* Required action *
If pictures are present, leave them out, and copy the data word for word.

(Segmentation mask data)
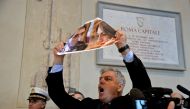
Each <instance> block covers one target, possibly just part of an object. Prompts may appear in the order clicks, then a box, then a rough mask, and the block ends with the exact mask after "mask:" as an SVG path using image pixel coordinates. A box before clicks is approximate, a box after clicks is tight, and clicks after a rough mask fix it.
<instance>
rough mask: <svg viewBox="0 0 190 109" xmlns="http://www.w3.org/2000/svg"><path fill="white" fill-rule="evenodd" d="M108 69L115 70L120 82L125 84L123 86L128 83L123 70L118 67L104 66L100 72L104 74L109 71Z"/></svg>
mask: <svg viewBox="0 0 190 109" xmlns="http://www.w3.org/2000/svg"><path fill="white" fill-rule="evenodd" d="M107 71H113V72H114V73H115V75H116V78H117V80H118V82H119V84H121V85H123V87H124V86H125V83H126V81H125V77H124V75H123V74H122V73H121V71H119V70H118V69H116V68H112V67H107V68H102V69H101V70H100V73H101V75H102V74H104V73H105V72H107Z"/></svg>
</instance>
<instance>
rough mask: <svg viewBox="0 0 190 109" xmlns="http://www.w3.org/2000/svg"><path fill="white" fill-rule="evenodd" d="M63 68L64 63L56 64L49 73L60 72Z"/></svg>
mask: <svg viewBox="0 0 190 109" xmlns="http://www.w3.org/2000/svg"><path fill="white" fill-rule="evenodd" d="M61 70H63V65H62V64H55V65H53V67H52V69H51V71H50V72H49V73H58V72H60V71H61Z"/></svg>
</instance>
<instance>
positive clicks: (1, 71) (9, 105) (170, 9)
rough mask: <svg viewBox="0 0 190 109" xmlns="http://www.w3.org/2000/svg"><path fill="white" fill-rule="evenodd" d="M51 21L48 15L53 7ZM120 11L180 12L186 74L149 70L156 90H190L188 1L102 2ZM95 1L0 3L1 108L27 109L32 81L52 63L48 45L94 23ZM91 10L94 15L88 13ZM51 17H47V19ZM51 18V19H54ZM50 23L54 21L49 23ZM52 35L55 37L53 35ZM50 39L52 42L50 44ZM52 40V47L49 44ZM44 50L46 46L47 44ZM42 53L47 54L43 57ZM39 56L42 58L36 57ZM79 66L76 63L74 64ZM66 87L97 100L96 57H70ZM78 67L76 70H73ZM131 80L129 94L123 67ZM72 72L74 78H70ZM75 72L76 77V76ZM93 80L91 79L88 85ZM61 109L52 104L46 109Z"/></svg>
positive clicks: (67, 74) (181, 73)
mask: <svg viewBox="0 0 190 109" xmlns="http://www.w3.org/2000/svg"><path fill="white" fill-rule="evenodd" d="M52 1H54V4H53V5H52V6H53V7H52V15H50V14H51V13H50V10H51V9H50V8H51V3H52ZM101 1H105V2H111V3H117V4H122V5H129V6H137V7H142V8H149V9H157V10H164V11H174V12H180V13H181V16H182V32H183V42H184V54H185V62H186V70H185V71H170V70H154V69H148V74H149V75H150V78H151V80H152V85H153V86H163V87H169V88H172V89H174V90H175V91H177V89H176V85H177V84H181V85H183V86H185V87H186V88H188V89H190V85H189V83H190V80H189V78H190V59H189V57H188V56H189V55H190V49H189V48H188V47H189V46H190V44H189V41H190V37H189V34H190V31H189V28H190V26H189V25H190V21H189V19H190V13H189V12H190V1H189V0H143V1H142V0H101ZM96 3H97V0H90V1H89V0H1V1H0V51H1V53H0V65H1V67H0V87H1V90H0V96H1V98H0V108H1V109H19V108H27V101H26V98H27V96H28V93H29V87H30V85H31V79H32V76H33V75H34V74H35V73H36V72H37V71H38V70H39V67H40V66H41V65H43V64H44V63H48V62H49V64H51V63H52V59H51V56H50V60H48V54H49V50H47V49H46V47H48V46H47V45H48V44H49V43H48V44H47V42H50V48H52V47H53V46H54V45H55V43H56V42H58V41H60V40H64V38H65V37H66V36H67V35H68V34H70V33H71V32H72V31H73V30H74V29H76V28H77V27H78V26H79V25H81V23H84V22H85V21H86V20H90V19H93V18H94V17H96V11H97V9H96ZM89 7H90V9H89ZM48 16H49V17H48ZM50 16H52V17H50ZM50 18H51V19H50ZM50 31H51V32H50ZM48 37H51V41H49V40H48ZM47 40H48V41H47ZM44 41H45V42H46V41H47V42H46V43H45V47H44V46H43V44H44V43H43V42H44ZM41 51H43V52H41ZM37 54H38V55H37ZM72 61H75V63H70V62H72ZM64 65H65V66H66V68H68V70H66V72H67V73H65V77H67V79H68V78H72V80H74V81H71V82H69V81H66V85H70V86H73V87H76V88H77V89H79V90H80V91H81V92H82V93H84V95H85V96H89V97H93V98H97V83H98V76H99V70H100V68H101V67H103V66H100V65H97V64H96V52H95V51H92V52H87V53H81V54H77V55H76V54H75V55H72V56H68V58H67V59H66V62H65V63H64ZM70 65H71V66H72V67H74V69H72V68H71V67H70ZM120 69H121V71H122V72H123V73H124V74H125V76H126V79H127V86H126V88H125V92H124V93H127V91H129V90H130V88H131V81H130V78H129V76H128V74H127V73H125V72H126V69H125V68H124V67H120ZM69 72H70V73H71V75H70V76H68V75H69ZM76 72H77V73H76ZM89 78H90V79H89ZM50 108H51V109H53V108H55V109H56V108H57V107H56V106H55V105H54V104H53V103H52V101H50V102H48V105H47V109H50Z"/></svg>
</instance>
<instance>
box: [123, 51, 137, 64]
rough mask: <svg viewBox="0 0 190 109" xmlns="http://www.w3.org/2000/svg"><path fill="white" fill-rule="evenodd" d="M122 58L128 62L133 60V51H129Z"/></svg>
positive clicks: (133, 53) (133, 56)
mask: <svg viewBox="0 0 190 109" xmlns="http://www.w3.org/2000/svg"><path fill="white" fill-rule="evenodd" d="M123 60H124V61H125V62H128V63H129V62H132V61H133V60H134V53H133V52H132V51H129V52H128V53H127V54H126V55H125V56H123Z"/></svg>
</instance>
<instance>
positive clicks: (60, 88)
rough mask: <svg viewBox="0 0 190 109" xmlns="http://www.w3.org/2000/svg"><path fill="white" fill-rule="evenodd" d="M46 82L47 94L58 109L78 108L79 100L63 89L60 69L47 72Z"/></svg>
mask: <svg viewBox="0 0 190 109" xmlns="http://www.w3.org/2000/svg"><path fill="white" fill-rule="evenodd" d="M49 71H50V70H49ZM46 83H47V85H48V93H49V96H50V97H51V99H52V100H53V102H54V103H55V104H56V105H57V106H58V107H59V108H60V109H80V106H81V103H80V101H79V100H77V99H75V98H73V97H71V96H70V95H68V94H67V92H66V91H65V88H64V84H63V77H62V71H60V72H56V73H48V76H47V77H46Z"/></svg>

* Written answer *
Each <instance> block covers one target, possibly just part of an object. Prompts may appear in the order clicks, then a box, then a rough mask, and the block ends with the exact mask after "mask:" as an SVG path using image pixel coordinates. A box before clicks is approximate, a box after clicks is tight, and clicks after a rough mask fix it.
<instance>
rough mask: <svg viewBox="0 0 190 109" xmlns="http://www.w3.org/2000/svg"><path fill="white" fill-rule="evenodd" d="M108 69L115 70L120 82L125 84L123 86L128 83L123 70L118 67L104 66L100 72L104 74L109 71Z"/></svg>
mask: <svg viewBox="0 0 190 109" xmlns="http://www.w3.org/2000/svg"><path fill="white" fill-rule="evenodd" d="M107 71H113V72H114V73H115V75H116V78H117V80H118V82H119V84H121V85H123V87H124V86H125V83H126V81H125V77H124V75H123V74H122V73H121V71H119V70H118V69H116V68H112V67H107V68H102V69H101V70H100V73H101V75H102V74H104V73H105V72H107Z"/></svg>
</instance>
<instance>
rough mask: <svg viewBox="0 0 190 109" xmlns="http://www.w3.org/2000/svg"><path fill="white" fill-rule="evenodd" d="M63 68L64 63L56 64L49 73L60 72Z"/></svg>
mask: <svg viewBox="0 0 190 109" xmlns="http://www.w3.org/2000/svg"><path fill="white" fill-rule="evenodd" d="M61 70H63V65H62V64H55V65H53V67H52V69H51V71H50V72H49V73H58V72H60V71H61Z"/></svg>
</instance>
<instance>
positive clicks: (1, 71) (9, 105) (170, 9)
rough mask: <svg viewBox="0 0 190 109" xmlns="http://www.w3.org/2000/svg"><path fill="white" fill-rule="evenodd" d="M51 21L48 15L53 7ZM120 11L180 12L186 74L149 70L156 90H190L188 1L102 2ZM95 1L0 3L1 108L27 109L32 81L52 63L48 45L94 23ZM91 10L94 15L88 13ZM51 17H47V19ZM51 18V19H54ZM50 23L54 21L49 23ZM52 35L55 37L53 35ZM50 39L52 42L50 44ZM52 40V47L49 44ZM44 50L46 46L47 44ZM42 53L47 54L43 57ZM39 56L42 58L36 57ZM79 66L76 63L74 64ZM66 87L97 100L96 57H70ZM78 67L76 70H73ZM131 80L129 94L123 67ZM72 72L74 78H70ZM75 72L76 77V76ZM93 80L91 79L88 85ZM61 109L52 104L46 109Z"/></svg>
positive clicks: (67, 74) (181, 73)
mask: <svg viewBox="0 0 190 109" xmlns="http://www.w3.org/2000/svg"><path fill="white" fill-rule="evenodd" d="M52 1H54V4H53V5H52V6H53V7H52V15H50V14H51V13H50V10H51V9H50V8H51V3H52ZM101 1H105V2H111V3H117V4H122V5H129V6H137V7H142V8H149V9H157V10H164V11H174V12H180V13H181V16H182V32H183V42H184V54H185V62H186V70H185V71H170V70H154V69H148V74H149V75H150V78H151V80H152V85H153V86H163V87H169V88H172V89H174V90H175V91H177V89H176V85H177V84H181V85H183V86H185V87H186V88H188V89H190V85H189V83H190V80H189V78H190V59H189V57H188V56H189V55H190V49H189V48H188V47H189V46H190V44H189V41H190V37H189V34H190V31H189V28H190V26H189V25H190V21H189V19H190V13H189V12H190V1H189V0H143V1H142V0H101ZM96 3H97V0H90V1H89V0H1V1H0V51H1V53H0V65H1V67H0V87H1V90H0V96H1V98H0V108H1V109H19V108H27V101H26V98H27V96H28V93H29V87H30V85H31V79H32V76H33V75H34V74H35V73H36V72H37V71H38V70H39V67H40V66H41V65H43V64H44V63H48V62H49V64H51V63H52V59H51V56H50V60H48V54H49V50H47V49H46V47H48V46H47V45H48V44H49V43H48V44H47V42H50V48H52V47H53V46H54V45H55V43H56V42H58V41H60V40H64V38H65V37H66V36H67V35H68V34H70V33H71V32H72V31H73V30H74V29H76V28H77V27H78V26H79V25H81V23H84V22H85V21H86V20H90V19H93V18H94V17H96V11H97V9H96ZM89 7H90V9H89ZM48 16H49V17H48ZM50 16H52V17H50ZM50 18H51V19H50ZM50 31H51V32H50ZM48 37H51V41H49V40H48ZM47 40H48V41H47ZM44 41H45V42H46V41H47V42H46V43H45V47H44V46H43V44H44V43H43V42H44ZM41 51H43V52H41ZM37 54H38V55H37ZM72 61H75V63H70V62H72ZM64 65H65V66H66V68H68V70H66V72H67V73H65V77H67V79H68V78H72V80H74V81H71V82H69V81H66V85H70V86H73V87H76V88H77V89H79V90H80V91H81V92H82V93H84V95H85V96H89V97H93V98H97V83H98V76H99V70H100V68H101V67H103V66H100V65H97V64H96V52H95V51H92V52H87V53H81V54H77V55H76V54H75V55H72V56H68V58H67V59H66V62H65V63H64ZM70 65H71V66H72V67H74V69H72V68H71V67H70ZM120 69H121V71H122V72H123V73H124V74H125V76H126V79H127V86H126V88H125V92H124V93H127V91H129V90H130V88H131V81H130V78H129V76H128V74H127V73H125V72H126V69H125V68H124V67H120ZM69 72H70V73H71V75H70V76H68V75H69ZM76 72H77V73H76ZM89 78H90V79H89ZM50 108H51V109H53V108H55V109H56V108H57V107H56V106H55V105H54V104H53V103H52V101H50V102H48V105H47V109H50Z"/></svg>
</instance>
<instance>
box: [123, 51, 137, 64]
rough mask: <svg viewBox="0 0 190 109" xmlns="http://www.w3.org/2000/svg"><path fill="white" fill-rule="evenodd" d="M122 58L128 62L133 60V51H129Z"/></svg>
positive clicks: (133, 53) (133, 56)
mask: <svg viewBox="0 0 190 109" xmlns="http://www.w3.org/2000/svg"><path fill="white" fill-rule="evenodd" d="M123 60H124V61H125V62H128V63H129V62H132V61H133V60H134V53H133V52H132V51H129V52H128V53H127V54H126V55H125V56H123Z"/></svg>
</instance>
<instance>
positive clicks: (60, 88)
rough mask: <svg viewBox="0 0 190 109" xmlns="http://www.w3.org/2000/svg"><path fill="white" fill-rule="evenodd" d="M46 82L47 94L58 109L78 108L79 100L63 89L60 69L47 72Z"/></svg>
mask: <svg viewBox="0 0 190 109" xmlns="http://www.w3.org/2000/svg"><path fill="white" fill-rule="evenodd" d="M49 71H50V70H49ZM46 83H47V85H48V93H49V96H50V97H51V99H52V100H53V102H54V103H55V104H56V105H57V106H58V107H59V108H60V109H80V106H81V103H80V101H79V100H77V99H75V98H73V97H71V96H70V95H68V94H67V92H66V91H65V88H64V84H63V77H62V71H60V72H56V73H48V76H47V77H46Z"/></svg>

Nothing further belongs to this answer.